The flag of the Karakalpak Autonomous Soviet Socialist Republic was adopted in 1954 by the government of the Karakalpak Autonomous Soviet Socialist Republic. The flag is identical to the flag of the Uzbek Soviet Socialist Republic. The former Karakalpak ASSR had its own flag from 1934 to its dissolution in 1992, which developed similarly to that of the Uzbek SSR. Basic design of the flag was always a red cloth with inscription.

History

First version 
The 2nd Congress of Soviets of the Karakalpak Autonomous Soviet Socialist Republic from 21 until 25 December 1934 adopted the Constitution of the Karakalpak ASSR. The flag of the Karakalpak ASSR was described in the Article 109 of the constitution.
===============
▶ **TASKS TO PERFORM**
• a. Reproduce the Karakalpak flag text word for word from "The flag of the Karakalpak Autonomous" to "of the constitution.".
• b. List every distinct year mentioned in the Karakalpak flag text.

▶ **Data listing**
===============
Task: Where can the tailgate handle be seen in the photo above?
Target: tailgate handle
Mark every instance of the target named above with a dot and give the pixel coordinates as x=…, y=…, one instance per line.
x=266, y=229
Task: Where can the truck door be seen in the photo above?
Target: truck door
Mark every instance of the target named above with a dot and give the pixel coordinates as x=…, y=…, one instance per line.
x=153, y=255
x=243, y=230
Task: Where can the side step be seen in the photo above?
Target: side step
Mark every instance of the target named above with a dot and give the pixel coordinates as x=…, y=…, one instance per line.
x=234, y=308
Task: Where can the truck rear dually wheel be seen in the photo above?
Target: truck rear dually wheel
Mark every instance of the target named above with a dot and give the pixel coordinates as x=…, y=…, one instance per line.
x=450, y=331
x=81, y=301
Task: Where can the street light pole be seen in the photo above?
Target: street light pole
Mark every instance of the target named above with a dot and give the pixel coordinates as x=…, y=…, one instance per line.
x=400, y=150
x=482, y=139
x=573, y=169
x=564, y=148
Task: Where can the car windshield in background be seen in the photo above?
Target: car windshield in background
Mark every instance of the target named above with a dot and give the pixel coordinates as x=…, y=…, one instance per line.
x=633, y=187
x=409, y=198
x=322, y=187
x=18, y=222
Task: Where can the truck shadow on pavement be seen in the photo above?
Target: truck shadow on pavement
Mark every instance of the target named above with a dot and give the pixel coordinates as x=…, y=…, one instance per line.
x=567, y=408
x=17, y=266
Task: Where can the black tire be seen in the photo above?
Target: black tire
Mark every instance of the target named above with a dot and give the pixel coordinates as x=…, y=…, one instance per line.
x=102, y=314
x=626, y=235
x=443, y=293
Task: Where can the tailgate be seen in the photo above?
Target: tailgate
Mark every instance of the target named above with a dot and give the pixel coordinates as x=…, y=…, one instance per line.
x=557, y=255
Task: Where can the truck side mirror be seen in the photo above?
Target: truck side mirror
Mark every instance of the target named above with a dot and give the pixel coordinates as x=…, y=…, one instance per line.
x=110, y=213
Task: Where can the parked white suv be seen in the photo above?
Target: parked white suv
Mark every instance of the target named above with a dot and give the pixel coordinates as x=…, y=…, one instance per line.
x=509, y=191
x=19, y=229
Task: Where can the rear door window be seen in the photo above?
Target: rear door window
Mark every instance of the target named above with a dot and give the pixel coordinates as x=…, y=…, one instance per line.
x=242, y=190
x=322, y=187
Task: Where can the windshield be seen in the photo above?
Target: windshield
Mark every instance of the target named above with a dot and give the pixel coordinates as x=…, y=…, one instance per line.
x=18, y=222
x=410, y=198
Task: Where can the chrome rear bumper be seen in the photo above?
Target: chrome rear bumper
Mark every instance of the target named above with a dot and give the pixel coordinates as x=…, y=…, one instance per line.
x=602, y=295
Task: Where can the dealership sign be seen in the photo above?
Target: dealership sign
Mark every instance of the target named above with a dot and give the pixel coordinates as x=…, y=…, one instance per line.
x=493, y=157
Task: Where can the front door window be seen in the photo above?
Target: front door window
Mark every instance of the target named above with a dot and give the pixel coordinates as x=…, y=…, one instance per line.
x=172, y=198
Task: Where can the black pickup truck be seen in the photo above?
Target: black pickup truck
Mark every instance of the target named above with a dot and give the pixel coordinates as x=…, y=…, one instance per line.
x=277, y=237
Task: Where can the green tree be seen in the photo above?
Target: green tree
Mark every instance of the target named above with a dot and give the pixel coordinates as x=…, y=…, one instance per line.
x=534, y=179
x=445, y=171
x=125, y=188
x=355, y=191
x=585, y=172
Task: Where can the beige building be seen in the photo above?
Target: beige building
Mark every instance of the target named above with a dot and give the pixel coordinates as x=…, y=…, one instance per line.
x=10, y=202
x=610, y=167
===============
▶ **RESPONSES PER TASK**
• a.
The flag of the Karakalpak Autonomous Soviet Socialist Republic was adopted in 1954 by the government of the Karakalpak Autonomous Soviet Socialist Republic. The flag is identical to the flag of the Uzbek Soviet Socialist Republic. The former Karakalpak ASSR had its own flag from 1934 to its dissolution in 1992, which developed similarly to that of the Uzbek SSR. Basic design of the flag was always a red cloth with inscription.

History

First version 
The 2nd Congress of Soviets of the Karakalpak Autonomous Soviet Socialist Republic from 21 until 25 December 1934 adopted the Constitution of the Karakalpak ASSR. The flag of the Karakalpak ASSR was described in the Article 109 of the constitution.

• b.
1954
1934
1992